■ Deskripsi Latihan ■
Salin ulang secara persis bagian item di bawah mulai dari baris yang memuat "Placement rule: one point per instance of the tree, set" sampai dengan baris yang memuat "column 214, row 566", termasuk kedua baris batas tersebut.

[Item dari sebuah dataset]
┄┄┄┄┄┄┄┄┄┄

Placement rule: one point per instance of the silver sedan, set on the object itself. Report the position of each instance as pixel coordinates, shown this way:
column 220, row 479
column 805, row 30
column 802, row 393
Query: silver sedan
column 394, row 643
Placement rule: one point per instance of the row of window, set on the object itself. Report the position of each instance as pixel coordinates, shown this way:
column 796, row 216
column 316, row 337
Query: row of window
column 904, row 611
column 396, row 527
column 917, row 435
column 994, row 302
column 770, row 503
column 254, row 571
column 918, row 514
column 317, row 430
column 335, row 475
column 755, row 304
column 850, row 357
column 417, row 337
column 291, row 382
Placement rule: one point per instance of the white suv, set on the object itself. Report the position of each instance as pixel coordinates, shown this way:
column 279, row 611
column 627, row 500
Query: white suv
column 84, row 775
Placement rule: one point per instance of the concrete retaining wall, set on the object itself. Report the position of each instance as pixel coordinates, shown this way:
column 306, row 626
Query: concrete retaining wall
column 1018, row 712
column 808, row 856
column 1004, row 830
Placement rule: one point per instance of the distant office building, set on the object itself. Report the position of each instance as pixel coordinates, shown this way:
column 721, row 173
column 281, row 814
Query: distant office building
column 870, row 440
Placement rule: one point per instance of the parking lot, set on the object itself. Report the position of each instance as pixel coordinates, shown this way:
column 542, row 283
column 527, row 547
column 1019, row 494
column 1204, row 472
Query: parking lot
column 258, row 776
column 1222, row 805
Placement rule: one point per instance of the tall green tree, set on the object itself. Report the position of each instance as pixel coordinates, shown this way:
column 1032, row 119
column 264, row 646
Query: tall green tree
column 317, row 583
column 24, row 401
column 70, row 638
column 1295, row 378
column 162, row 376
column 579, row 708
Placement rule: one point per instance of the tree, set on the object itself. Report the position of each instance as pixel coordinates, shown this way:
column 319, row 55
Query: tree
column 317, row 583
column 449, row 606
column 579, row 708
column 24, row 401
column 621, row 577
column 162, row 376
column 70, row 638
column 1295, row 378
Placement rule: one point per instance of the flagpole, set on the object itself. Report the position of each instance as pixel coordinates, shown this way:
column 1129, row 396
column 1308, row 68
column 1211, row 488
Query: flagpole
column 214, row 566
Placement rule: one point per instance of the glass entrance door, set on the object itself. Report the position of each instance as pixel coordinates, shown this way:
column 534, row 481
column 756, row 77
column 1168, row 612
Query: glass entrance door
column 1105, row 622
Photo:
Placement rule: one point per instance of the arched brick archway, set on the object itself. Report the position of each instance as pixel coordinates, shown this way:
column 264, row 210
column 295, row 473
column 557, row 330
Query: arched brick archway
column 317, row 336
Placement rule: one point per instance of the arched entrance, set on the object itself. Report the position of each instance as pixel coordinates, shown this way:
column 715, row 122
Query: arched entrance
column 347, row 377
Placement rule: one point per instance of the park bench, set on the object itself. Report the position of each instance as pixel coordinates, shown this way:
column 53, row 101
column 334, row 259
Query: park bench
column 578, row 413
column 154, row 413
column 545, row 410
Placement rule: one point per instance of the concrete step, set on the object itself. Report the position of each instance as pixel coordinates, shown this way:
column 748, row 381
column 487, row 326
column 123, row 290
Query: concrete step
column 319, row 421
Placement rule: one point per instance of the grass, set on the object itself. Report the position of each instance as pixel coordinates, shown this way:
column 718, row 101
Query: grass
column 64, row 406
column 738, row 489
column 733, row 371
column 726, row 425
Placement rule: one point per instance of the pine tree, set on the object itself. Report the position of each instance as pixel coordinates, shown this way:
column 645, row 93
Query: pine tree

┄┄┄┄┄┄┄┄┄┄

■ Jawaban Benar ■
Placement rule: one point per instance of the tree, set on the object itself. Report the position of each instance as pixel coordinates, shown this way:
column 319, row 55
Query: tree
column 317, row 583
column 449, row 606
column 579, row 708
column 24, row 401
column 621, row 577
column 162, row 376
column 70, row 638
column 1295, row 378
Placement rule: one point per instance of the flagpole, set on the object itself. Report the position of each instance as pixel coordinates, shown this way:
column 1129, row 396
column 1308, row 68
column 1211, row 488
Query: flagpole
column 214, row 566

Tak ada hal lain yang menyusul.